(Source data)
--- start ---
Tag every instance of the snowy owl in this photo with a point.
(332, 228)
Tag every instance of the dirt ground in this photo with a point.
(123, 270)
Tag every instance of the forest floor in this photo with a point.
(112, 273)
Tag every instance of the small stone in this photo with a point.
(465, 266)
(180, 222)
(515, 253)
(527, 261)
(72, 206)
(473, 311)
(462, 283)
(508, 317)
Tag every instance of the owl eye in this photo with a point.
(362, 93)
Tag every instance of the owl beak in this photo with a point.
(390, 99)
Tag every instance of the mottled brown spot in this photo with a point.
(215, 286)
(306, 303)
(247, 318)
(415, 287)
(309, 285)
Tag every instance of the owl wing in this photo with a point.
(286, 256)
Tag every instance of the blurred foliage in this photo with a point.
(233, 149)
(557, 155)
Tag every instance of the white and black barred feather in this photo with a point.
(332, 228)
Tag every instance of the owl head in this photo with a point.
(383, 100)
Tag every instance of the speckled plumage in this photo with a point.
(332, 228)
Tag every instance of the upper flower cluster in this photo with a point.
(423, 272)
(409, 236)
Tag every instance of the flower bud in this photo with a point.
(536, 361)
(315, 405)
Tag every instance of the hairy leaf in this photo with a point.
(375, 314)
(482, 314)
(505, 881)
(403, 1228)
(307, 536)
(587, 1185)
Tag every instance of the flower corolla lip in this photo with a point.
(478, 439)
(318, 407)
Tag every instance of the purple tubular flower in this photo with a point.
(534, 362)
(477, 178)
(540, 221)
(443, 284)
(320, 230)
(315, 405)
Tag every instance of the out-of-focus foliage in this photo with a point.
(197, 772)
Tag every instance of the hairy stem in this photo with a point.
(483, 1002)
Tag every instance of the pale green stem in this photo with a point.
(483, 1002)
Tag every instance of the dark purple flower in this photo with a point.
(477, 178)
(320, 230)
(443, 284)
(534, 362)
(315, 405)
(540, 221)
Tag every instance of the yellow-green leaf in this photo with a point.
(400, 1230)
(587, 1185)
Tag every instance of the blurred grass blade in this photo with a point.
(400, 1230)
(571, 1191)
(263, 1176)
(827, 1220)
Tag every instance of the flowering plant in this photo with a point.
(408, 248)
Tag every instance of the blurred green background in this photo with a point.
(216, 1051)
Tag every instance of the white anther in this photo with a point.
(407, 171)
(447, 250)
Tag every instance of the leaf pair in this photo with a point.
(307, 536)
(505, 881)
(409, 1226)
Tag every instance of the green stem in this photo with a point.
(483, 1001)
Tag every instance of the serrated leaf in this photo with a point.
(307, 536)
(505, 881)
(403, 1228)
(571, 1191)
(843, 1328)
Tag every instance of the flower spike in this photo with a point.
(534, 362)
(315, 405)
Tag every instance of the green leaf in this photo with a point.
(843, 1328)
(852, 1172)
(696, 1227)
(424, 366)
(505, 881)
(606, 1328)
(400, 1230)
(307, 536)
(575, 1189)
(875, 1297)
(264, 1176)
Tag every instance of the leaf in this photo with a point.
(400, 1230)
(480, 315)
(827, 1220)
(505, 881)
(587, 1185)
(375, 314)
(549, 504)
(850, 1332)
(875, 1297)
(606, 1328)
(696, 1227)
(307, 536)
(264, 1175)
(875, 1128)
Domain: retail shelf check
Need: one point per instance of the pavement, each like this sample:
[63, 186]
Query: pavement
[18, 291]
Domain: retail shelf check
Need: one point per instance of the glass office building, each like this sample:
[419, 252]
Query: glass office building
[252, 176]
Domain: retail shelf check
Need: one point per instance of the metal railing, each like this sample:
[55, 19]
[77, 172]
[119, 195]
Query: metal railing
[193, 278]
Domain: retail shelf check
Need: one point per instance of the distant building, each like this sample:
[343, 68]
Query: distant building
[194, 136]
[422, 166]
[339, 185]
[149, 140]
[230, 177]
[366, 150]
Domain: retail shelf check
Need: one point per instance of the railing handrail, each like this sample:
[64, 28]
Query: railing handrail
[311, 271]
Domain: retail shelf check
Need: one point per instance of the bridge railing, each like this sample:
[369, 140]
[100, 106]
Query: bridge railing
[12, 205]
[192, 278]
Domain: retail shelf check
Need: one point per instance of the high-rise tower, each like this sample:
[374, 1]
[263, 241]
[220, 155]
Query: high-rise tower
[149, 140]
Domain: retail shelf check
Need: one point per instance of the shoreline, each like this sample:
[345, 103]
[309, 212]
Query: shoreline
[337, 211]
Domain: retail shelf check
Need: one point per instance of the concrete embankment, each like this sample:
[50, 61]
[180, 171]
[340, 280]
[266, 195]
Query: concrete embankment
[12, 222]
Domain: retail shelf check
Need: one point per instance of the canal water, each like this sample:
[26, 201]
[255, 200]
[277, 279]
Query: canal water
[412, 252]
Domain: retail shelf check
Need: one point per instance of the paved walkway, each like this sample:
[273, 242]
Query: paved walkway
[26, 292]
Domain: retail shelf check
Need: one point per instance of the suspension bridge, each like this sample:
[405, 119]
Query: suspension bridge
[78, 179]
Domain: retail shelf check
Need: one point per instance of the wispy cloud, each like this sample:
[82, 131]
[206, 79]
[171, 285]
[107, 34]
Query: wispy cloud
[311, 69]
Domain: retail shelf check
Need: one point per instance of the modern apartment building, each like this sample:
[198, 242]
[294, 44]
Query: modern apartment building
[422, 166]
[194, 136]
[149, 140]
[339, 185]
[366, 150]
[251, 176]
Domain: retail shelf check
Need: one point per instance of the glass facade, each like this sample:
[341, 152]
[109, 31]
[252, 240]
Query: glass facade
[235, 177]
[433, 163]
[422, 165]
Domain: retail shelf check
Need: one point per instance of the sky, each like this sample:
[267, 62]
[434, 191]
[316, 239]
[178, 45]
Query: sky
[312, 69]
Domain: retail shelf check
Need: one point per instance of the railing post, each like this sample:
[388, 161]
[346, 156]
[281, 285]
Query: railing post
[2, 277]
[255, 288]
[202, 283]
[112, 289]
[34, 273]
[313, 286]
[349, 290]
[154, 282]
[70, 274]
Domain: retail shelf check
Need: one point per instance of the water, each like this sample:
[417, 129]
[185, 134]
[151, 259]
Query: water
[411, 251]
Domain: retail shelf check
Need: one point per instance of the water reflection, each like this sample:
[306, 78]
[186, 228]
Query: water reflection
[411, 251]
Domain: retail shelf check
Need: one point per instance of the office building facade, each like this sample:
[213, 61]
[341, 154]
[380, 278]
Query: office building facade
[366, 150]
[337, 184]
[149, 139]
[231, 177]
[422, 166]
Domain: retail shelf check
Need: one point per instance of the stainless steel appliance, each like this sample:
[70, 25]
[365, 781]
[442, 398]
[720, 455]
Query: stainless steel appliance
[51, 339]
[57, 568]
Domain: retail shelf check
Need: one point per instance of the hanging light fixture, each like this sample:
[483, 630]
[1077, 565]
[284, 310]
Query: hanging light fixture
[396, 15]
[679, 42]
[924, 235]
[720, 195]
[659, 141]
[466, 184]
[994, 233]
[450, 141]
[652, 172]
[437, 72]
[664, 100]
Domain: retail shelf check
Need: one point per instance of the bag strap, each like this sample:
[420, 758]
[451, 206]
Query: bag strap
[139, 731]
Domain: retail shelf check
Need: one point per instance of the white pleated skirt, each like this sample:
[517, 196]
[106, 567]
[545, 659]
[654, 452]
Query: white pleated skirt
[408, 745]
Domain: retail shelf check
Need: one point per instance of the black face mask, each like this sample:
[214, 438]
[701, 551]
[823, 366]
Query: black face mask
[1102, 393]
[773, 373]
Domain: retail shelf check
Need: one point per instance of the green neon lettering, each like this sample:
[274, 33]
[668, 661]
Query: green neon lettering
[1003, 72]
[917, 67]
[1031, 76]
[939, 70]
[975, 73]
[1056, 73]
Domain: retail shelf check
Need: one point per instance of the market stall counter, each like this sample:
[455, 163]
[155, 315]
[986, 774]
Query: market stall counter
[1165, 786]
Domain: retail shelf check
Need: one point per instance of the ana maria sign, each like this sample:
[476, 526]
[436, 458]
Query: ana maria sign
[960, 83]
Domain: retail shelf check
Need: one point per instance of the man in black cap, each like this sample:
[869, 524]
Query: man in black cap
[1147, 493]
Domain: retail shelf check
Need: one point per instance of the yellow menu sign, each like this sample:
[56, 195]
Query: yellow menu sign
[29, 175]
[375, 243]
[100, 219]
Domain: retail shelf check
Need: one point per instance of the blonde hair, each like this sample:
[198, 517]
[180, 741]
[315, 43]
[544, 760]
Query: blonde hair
--- end ---
**Directions for this task**
Gather every line in the entries above that contains the word "concrete", and copy each such line in full.

**Output**
Need: one point per instance of the concrete embankment, each like this sample:
Query: concrete embankment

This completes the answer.